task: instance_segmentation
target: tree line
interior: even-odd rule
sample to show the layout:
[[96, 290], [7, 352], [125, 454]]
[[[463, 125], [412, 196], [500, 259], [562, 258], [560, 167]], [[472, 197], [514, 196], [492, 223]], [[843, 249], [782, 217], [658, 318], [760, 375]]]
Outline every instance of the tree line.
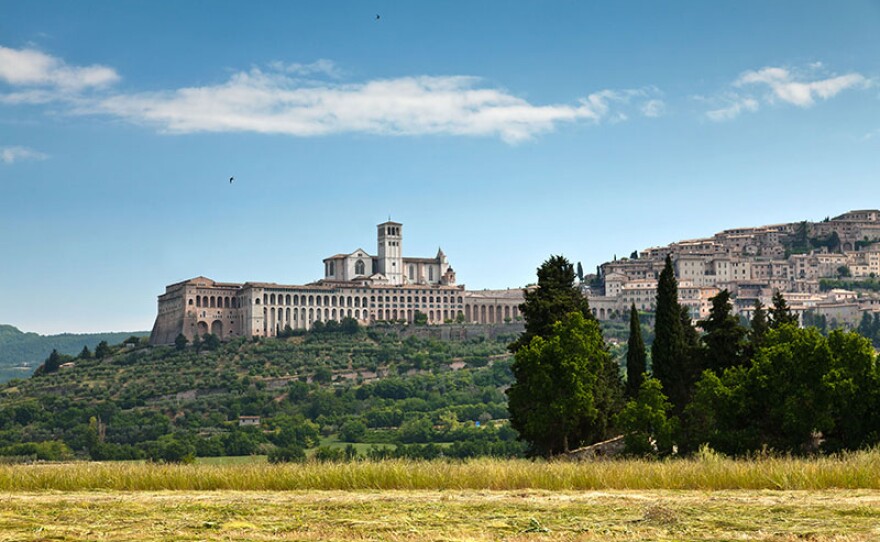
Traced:
[[655, 456], [703, 445], [729, 454], [834, 452], [880, 441], [880, 371], [866, 338], [876, 336], [876, 315], [864, 316], [859, 333], [824, 336], [800, 328], [777, 292], [744, 326], [723, 290], [694, 322], [667, 257], [650, 366], [633, 306], [621, 375], [574, 278], [561, 256], [542, 264], [520, 308], [526, 330], [510, 346], [511, 424], [531, 454], [617, 435], [629, 453]]

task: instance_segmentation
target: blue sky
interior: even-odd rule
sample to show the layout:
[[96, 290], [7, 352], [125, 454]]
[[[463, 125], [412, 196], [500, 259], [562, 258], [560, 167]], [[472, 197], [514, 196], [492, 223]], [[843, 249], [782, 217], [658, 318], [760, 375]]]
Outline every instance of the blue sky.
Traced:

═══

**REQUIRED WORK:** Print the preceding material over again exactly. Please leave the pictures out.

**EXERCISE RESPONSE:**
task: instance_segmentation
target: tree line
interior: even-odd rule
sample to show the layout:
[[96, 290], [7, 352], [125, 454]]
[[[463, 125], [412, 196], [500, 259], [562, 258], [560, 167]], [[472, 197], [514, 196], [492, 223]], [[843, 249], [782, 217], [658, 318], [760, 375]]]
Outline every instance of the tree line.
Traced:
[[655, 456], [703, 445], [729, 454], [834, 452], [880, 441], [880, 371], [866, 338], [876, 336], [876, 315], [864, 316], [859, 333], [824, 336], [800, 328], [777, 292], [744, 326], [723, 290], [694, 322], [667, 257], [650, 366], [633, 306], [621, 375], [574, 278], [561, 256], [542, 264], [520, 308], [526, 330], [510, 346], [511, 424], [531, 454], [617, 435], [629, 453]]

task: instance_segmentation
target: blue sky
interior: even-odd rule
sample to show the layout:
[[96, 290], [7, 352], [125, 454]]
[[[463, 125], [412, 196], [500, 259], [562, 258], [560, 167]], [[472, 197], [514, 196], [492, 223]], [[843, 249], [782, 217], [658, 318], [760, 375]]]
Outline every instance of the blue sky.
Traced:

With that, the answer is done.